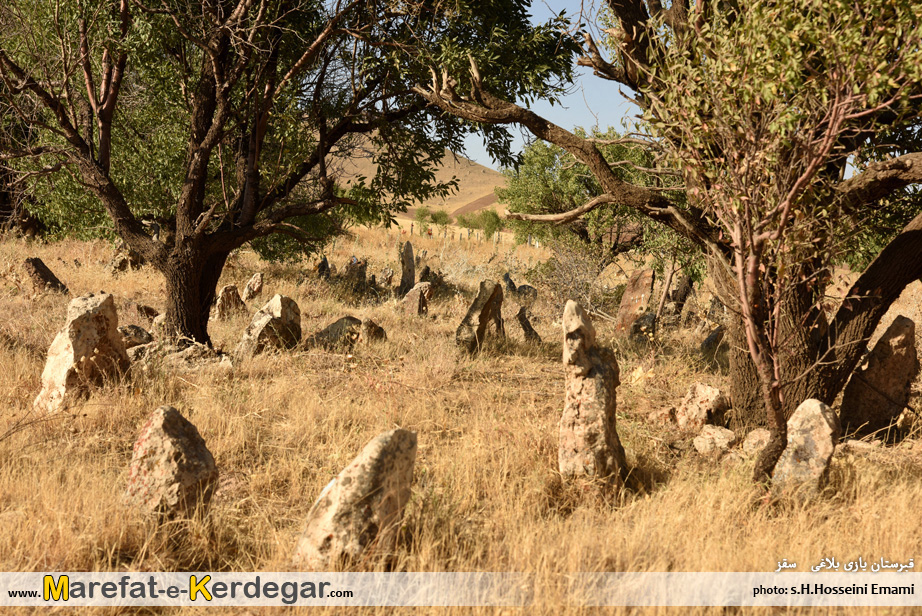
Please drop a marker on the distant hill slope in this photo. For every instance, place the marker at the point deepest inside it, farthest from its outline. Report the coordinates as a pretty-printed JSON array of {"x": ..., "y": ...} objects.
[{"x": 475, "y": 182}]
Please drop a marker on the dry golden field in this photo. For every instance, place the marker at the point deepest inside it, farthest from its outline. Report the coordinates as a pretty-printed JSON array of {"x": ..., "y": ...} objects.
[{"x": 486, "y": 497}]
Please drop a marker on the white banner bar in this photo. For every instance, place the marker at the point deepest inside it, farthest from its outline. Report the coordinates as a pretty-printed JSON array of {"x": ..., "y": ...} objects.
[{"x": 460, "y": 589}]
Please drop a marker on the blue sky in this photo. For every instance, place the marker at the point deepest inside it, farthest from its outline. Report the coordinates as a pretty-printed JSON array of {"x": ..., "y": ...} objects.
[{"x": 591, "y": 102}]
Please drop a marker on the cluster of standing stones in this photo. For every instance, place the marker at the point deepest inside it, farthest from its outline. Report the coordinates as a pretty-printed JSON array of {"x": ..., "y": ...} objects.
[{"x": 173, "y": 474}]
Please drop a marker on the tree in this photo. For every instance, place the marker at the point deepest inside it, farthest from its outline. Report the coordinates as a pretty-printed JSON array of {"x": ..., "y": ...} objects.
[
  {"x": 422, "y": 218},
  {"x": 550, "y": 182},
  {"x": 440, "y": 218},
  {"x": 224, "y": 119},
  {"x": 859, "y": 67}
]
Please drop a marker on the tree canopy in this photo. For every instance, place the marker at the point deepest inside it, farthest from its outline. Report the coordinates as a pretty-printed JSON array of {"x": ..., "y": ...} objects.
[
  {"x": 763, "y": 107},
  {"x": 224, "y": 120}
]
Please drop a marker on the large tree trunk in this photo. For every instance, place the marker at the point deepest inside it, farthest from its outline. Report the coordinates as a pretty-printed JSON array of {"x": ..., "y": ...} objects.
[
  {"x": 191, "y": 283},
  {"x": 818, "y": 356}
]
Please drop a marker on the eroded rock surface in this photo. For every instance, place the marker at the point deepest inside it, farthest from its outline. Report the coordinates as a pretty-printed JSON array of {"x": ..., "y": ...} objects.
[
  {"x": 879, "y": 390},
  {"x": 589, "y": 444},
  {"x": 636, "y": 298},
  {"x": 277, "y": 325},
  {"x": 530, "y": 334},
  {"x": 416, "y": 302},
  {"x": 813, "y": 431},
  {"x": 362, "y": 506},
  {"x": 228, "y": 304},
  {"x": 43, "y": 279},
  {"x": 253, "y": 288},
  {"x": 408, "y": 270},
  {"x": 702, "y": 405},
  {"x": 714, "y": 440},
  {"x": 486, "y": 309},
  {"x": 172, "y": 472},
  {"x": 87, "y": 352}
]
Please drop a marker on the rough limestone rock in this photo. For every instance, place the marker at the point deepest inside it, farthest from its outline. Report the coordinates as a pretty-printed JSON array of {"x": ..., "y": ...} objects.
[
  {"x": 88, "y": 351},
  {"x": 277, "y": 325},
  {"x": 589, "y": 444},
  {"x": 702, "y": 405},
  {"x": 133, "y": 336},
  {"x": 355, "y": 275},
  {"x": 253, "y": 288},
  {"x": 371, "y": 332},
  {"x": 172, "y": 472},
  {"x": 643, "y": 329},
  {"x": 140, "y": 311},
  {"x": 487, "y": 308},
  {"x": 43, "y": 279},
  {"x": 323, "y": 269},
  {"x": 524, "y": 295},
  {"x": 635, "y": 299},
  {"x": 813, "y": 431},
  {"x": 124, "y": 260},
  {"x": 714, "y": 440},
  {"x": 362, "y": 506},
  {"x": 341, "y": 334},
  {"x": 416, "y": 302},
  {"x": 530, "y": 334},
  {"x": 879, "y": 390},
  {"x": 756, "y": 441},
  {"x": 408, "y": 270},
  {"x": 228, "y": 303}
]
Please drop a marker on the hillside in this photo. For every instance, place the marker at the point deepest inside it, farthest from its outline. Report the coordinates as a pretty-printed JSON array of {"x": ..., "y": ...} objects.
[{"x": 475, "y": 182}]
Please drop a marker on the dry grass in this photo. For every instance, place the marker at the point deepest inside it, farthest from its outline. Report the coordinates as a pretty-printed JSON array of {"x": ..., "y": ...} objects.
[{"x": 486, "y": 497}]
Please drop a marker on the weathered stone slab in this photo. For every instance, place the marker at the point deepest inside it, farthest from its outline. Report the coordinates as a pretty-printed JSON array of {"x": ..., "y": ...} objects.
[
  {"x": 372, "y": 332},
  {"x": 323, "y": 269},
  {"x": 813, "y": 431},
  {"x": 530, "y": 334},
  {"x": 253, "y": 288},
  {"x": 756, "y": 441},
  {"x": 277, "y": 325},
  {"x": 88, "y": 351},
  {"x": 486, "y": 309},
  {"x": 172, "y": 472},
  {"x": 228, "y": 303},
  {"x": 702, "y": 405},
  {"x": 524, "y": 295},
  {"x": 416, "y": 302},
  {"x": 588, "y": 444},
  {"x": 714, "y": 440},
  {"x": 363, "y": 506},
  {"x": 43, "y": 279},
  {"x": 879, "y": 390},
  {"x": 133, "y": 336},
  {"x": 408, "y": 270},
  {"x": 341, "y": 334},
  {"x": 636, "y": 298}
]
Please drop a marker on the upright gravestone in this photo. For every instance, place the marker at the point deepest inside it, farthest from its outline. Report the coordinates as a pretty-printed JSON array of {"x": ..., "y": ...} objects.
[
  {"x": 43, "y": 279},
  {"x": 486, "y": 309},
  {"x": 408, "y": 270},
  {"x": 276, "y": 325},
  {"x": 589, "y": 444},
  {"x": 172, "y": 472},
  {"x": 362, "y": 506},
  {"x": 228, "y": 303},
  {"x": 879, "y": 390},
  {"x": 813, "y": 431},
  {"x": 636, "y": 298},
  {"x": 88, "y": 351},
  {"x": 253, "y": 288}
]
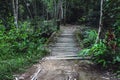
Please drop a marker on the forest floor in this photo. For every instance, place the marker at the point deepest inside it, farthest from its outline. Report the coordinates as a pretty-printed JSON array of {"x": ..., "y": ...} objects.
[{"x": 63, "y": 62}]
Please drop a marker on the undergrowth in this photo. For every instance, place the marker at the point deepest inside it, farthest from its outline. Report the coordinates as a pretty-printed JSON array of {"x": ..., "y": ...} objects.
[
  {"x": 21, "y": 47},
  {"x": 105, "y": 53}
]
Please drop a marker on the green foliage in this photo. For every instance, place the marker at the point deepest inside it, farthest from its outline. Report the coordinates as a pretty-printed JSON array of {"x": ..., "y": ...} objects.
[
  {"x": 89, "y": 37},
  {"x": 20, "y": 47}
]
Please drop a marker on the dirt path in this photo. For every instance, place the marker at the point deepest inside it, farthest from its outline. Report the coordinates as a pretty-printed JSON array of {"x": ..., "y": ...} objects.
[{"x": 63, "y": 63}]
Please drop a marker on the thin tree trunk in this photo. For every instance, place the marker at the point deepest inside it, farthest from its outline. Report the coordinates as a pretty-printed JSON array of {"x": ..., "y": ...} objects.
[
  {"x": 100, "y": 22},
  {"x": 15, "y": 12},
  {"x": 28, "y": 9}
]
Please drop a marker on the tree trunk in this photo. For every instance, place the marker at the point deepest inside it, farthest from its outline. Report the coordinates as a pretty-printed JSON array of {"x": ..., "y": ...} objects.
[
  {"x": 100, "y": 22},
  {"x": 15, "y": 12}
]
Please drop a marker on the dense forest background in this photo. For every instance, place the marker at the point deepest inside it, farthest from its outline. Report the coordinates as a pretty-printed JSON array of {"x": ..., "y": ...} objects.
[{"x": 25, "y": 26}]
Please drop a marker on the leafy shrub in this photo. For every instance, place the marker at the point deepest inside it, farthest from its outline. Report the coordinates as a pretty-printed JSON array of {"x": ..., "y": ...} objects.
[
  {"x": 88, "y": 37},
  {"x": 21, "y": 47}
]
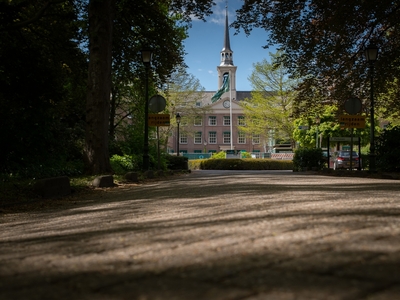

# # #

> _Work to do_: Write out the lines of the records above, starting with the line containing "Please drop a marker on the undergrowth" and continuing through the end of the records, both included. Leave the pictures out of your copy.

> _Final result_:
Please drop a marker on the undergrowth in this photo. For every instance, place the marker at the point deepest inside it, farthest from its outline. Report the coordinates as a pretty-printed JSON array of {"x": ..., "y": ...} objects.
[
  {"x": 21, "y": 47},
  {"x": 105, "y": 53}
]
Please drop a marker on the green foliage in this photo. For every instance, place the marker at the point deepest inside it, farthest from its outline. Report the coordinates as a pretty-printed JSON array of {"x": ..., "y": ...} objects.
[
  {"x": 89, "y": 37},
  {"x": 20, "y": 47}
]
Please drop a marker on the dirt path in this photo. For every instance, place the marker at the point deepest inside it, farthest from its outline. Report the coordinates as a pretty-printed JSON array of {"x": ..., "y": ...} objects.
[{"x": 63, "y": 63}]
Please drop a marker on the thin tree trunk in this photo. For every instance, place the marker at the point deepest inside it, farthest from its outline. Report the coordinates as a pretty-printed JSON array of {"x": ..., "y": ...} objects.
[
  {"x": 100, "y": 22},
  {"x": 15, "y": 12},
  {"x": 28, "y": 9}
]
Please drop a marker on the tree trunk in this photo. For every instance, place the marker at the point deepest inside it, farthest from its outline. Report the coordinates as a pretty-printed JSON array of {"x": ..., "y": ...} objects.
[
  {"x": 100, "y": 22},
  {"x": 15, "y": 12}
]
Please drop a marker on the dense forest background in this photo. For every instance, place the marker at the point deepest inside it, farthest from its outline. Report the coordinates as a pretty-printed JSON array of {"x": ..., "y": ...} objects.
[{"x": 25, "y": 26}]
Please drop a marker on the leafy shrub in this photo. For every instance, place the marker at the point deepest inside it, farthest from its outline. Report the coordinates as a pretty-printed JSON array of {"x": ..., "y": ...} objects.
[
  {"x": 88, "y": 37},
  {"x": 21, "y": 47}
]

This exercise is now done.